┌─ Input data

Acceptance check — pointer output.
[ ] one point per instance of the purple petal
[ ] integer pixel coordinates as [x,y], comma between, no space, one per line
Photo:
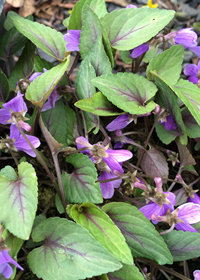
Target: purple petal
[119,123]
[195,200]
[5,258]
[196,50]
[113,163]
[107,188]
[14,132]
[120,155]
[189,212]
[172,198]
[131,6]
[185,227]
[22,145]
[186,37]
[196,275]
[5,115]
[16,104]
[34,76]
[72,38]
[6,270]
[136,52]
[191,70]
[193,79]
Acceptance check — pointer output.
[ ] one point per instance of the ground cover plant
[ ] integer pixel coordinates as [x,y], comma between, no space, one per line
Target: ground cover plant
[101,175]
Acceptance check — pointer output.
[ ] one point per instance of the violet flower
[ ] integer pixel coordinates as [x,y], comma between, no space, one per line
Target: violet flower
[192,71]
[5,268]
[138,51]
[195,200]
[72,38]
[189,213]
[107,188]
[53,97]
[186,37]
[20,143]
[160,202]
[15,109]
[107,161]
[196,275]
[169,124]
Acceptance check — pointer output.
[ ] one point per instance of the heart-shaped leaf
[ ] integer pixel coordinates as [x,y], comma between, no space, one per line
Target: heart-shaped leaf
[103,229]
[49,40]
[65,255]
[168,64]
[183,245]
[140,234]
[98,105]
[129,92]
[129,28]
[19,197]
[40,89]
[81,185]
[85,89]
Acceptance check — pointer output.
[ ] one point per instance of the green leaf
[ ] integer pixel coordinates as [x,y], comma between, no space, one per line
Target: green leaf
[4,87]
[127,272]
[191,126]
[65,255]
[40,89]
[76,17]
[129,28]
[153,163]
[103,229]
[189,93]
[49,40]
[167,99]
[81,185]
[11,42]
[183,245]
[41,63]
[98,58]
[140,234]
[72,129]
[168,65]
[90,30]
[99,7]
[85,89]
[20,195]
[54,120]
[129,92]
[125,56]
[24,66]
[98,105]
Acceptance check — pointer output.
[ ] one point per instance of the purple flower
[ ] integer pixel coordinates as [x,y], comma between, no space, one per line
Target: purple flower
[131,6]
[196,275]
[136,52]
[20,143]
[107,188]
[186,37]
[53,97]
[160,201]
[16,108]
[195,200]
[169,124]
[192,71]
[120,122]
[5,268]
[72,38]
[107,162]
[189,213]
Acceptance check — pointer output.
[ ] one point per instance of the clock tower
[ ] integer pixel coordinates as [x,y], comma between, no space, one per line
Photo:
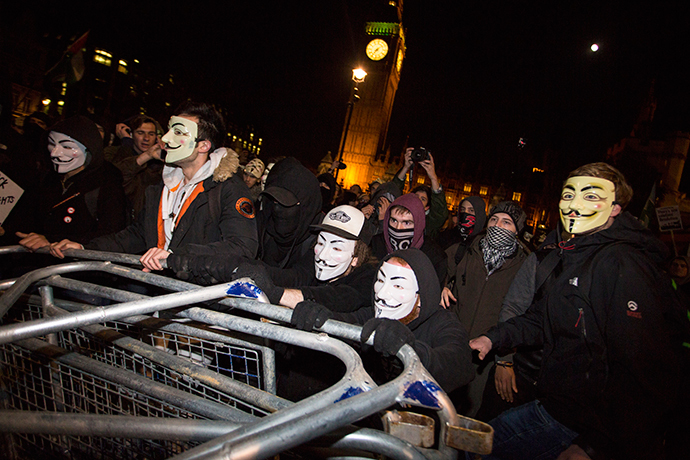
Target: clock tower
[382,48]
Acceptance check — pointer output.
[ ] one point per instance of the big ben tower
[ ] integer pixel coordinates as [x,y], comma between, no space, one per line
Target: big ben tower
[382,48]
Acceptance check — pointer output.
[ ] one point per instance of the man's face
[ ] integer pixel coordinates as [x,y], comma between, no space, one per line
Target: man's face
[586,203]
[503,220]
[424,197]
[67,154]
[401,220]
[467,207]
[395,291]
[250,180]
[180,140]
[144,137]
[333,255]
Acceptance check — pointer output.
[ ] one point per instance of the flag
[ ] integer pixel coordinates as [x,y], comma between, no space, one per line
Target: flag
[70,68]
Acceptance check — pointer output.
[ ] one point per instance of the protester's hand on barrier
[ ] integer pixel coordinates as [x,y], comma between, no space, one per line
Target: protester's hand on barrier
[482,344]
[57,248]
[151,259]
[261,278]
[309,314]
[447,298]
[505,382]
[390,335]
[32,241]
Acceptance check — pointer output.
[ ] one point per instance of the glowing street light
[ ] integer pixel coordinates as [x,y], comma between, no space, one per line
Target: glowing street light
[358,76]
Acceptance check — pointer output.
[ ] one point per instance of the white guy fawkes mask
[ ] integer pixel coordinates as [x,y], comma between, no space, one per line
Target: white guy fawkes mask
[67,154]
[333,255]
[586,203]
[395,291]
[180,140]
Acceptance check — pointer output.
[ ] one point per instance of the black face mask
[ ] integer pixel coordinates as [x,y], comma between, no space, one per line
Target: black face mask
[466,224]
[284,221]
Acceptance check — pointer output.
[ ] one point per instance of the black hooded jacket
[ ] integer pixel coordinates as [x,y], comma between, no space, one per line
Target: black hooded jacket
[88,204]
[440,340]
[284,237]
[609,370]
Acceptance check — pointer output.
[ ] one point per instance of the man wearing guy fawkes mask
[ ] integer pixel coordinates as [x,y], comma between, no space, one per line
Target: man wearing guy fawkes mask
[611,334]
[404,310]
[480,282]
[82,197]
[178,217]
[337,274]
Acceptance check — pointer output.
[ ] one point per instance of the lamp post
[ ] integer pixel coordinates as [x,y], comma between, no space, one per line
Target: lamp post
[358,76]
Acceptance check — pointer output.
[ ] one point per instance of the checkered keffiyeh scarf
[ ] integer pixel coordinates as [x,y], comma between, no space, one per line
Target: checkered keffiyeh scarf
[498,244]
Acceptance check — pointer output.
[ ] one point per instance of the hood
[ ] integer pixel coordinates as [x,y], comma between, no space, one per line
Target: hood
[411,202]
[625,229]
[86,132]
[479,213]
[429,288]
[291,176]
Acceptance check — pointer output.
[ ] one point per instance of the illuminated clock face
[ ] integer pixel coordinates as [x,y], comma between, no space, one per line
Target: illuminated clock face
[377,49]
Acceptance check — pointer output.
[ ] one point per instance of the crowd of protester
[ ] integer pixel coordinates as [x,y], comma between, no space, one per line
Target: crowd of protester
[579,349]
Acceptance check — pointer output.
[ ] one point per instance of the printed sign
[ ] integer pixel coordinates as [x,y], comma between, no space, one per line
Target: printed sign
[669,218]
[9,195]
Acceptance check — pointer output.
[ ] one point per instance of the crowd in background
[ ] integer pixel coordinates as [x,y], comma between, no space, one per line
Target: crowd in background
[389,256]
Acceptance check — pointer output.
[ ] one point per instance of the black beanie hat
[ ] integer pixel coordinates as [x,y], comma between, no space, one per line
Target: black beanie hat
[514,211]
[85,131]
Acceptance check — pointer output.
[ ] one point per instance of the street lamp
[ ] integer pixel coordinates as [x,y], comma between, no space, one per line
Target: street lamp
[358,76]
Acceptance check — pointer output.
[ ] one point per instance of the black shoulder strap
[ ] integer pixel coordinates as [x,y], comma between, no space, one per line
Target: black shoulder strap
[91,199]
[548,260]
[214,203]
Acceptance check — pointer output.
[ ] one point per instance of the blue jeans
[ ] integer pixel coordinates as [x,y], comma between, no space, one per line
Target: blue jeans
[528,432]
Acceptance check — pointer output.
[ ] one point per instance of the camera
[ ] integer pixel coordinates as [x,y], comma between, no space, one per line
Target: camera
[419,154]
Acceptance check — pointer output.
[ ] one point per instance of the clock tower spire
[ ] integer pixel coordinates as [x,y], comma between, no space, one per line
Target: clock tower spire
[365,135]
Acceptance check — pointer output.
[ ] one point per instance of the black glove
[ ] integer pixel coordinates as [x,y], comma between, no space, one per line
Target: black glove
[262,280]
[204,270]
[390,336]
[308,314]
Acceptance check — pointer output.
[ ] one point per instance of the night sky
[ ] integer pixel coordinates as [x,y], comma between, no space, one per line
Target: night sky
[478,75]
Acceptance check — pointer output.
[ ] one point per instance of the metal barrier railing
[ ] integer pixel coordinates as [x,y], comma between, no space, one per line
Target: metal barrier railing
[159,368]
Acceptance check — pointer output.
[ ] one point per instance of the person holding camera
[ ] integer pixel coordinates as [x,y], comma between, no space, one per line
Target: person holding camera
[433,197]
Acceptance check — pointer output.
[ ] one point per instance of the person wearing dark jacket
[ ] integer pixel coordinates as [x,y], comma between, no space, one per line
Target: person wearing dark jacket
[202,208]
[83,197]
[403,227]
[289,205]
[136,158]
[405,310]
[607,325]
[336,274]
[471,221]
[481,280]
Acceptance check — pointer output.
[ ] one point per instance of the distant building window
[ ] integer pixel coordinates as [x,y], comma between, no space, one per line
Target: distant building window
[102,57]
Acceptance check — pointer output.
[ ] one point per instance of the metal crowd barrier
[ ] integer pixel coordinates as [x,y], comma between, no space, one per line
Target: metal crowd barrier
[79,380]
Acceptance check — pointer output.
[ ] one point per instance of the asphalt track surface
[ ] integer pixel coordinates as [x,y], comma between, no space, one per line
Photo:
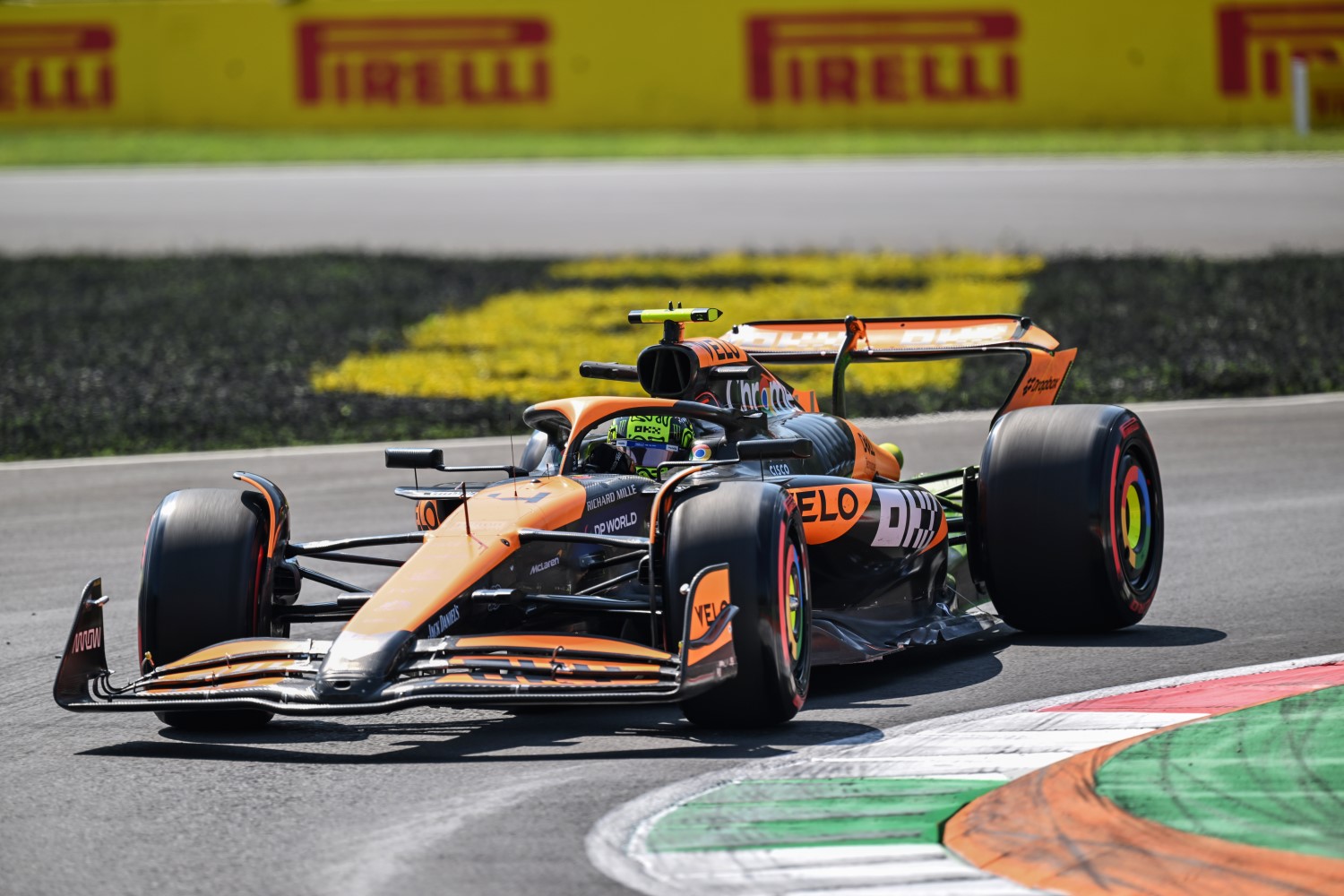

└─

▸ What to produce
Please tally the lines in the entries above that contain the word "street" and give only that number.

▸ Solution to this problem
4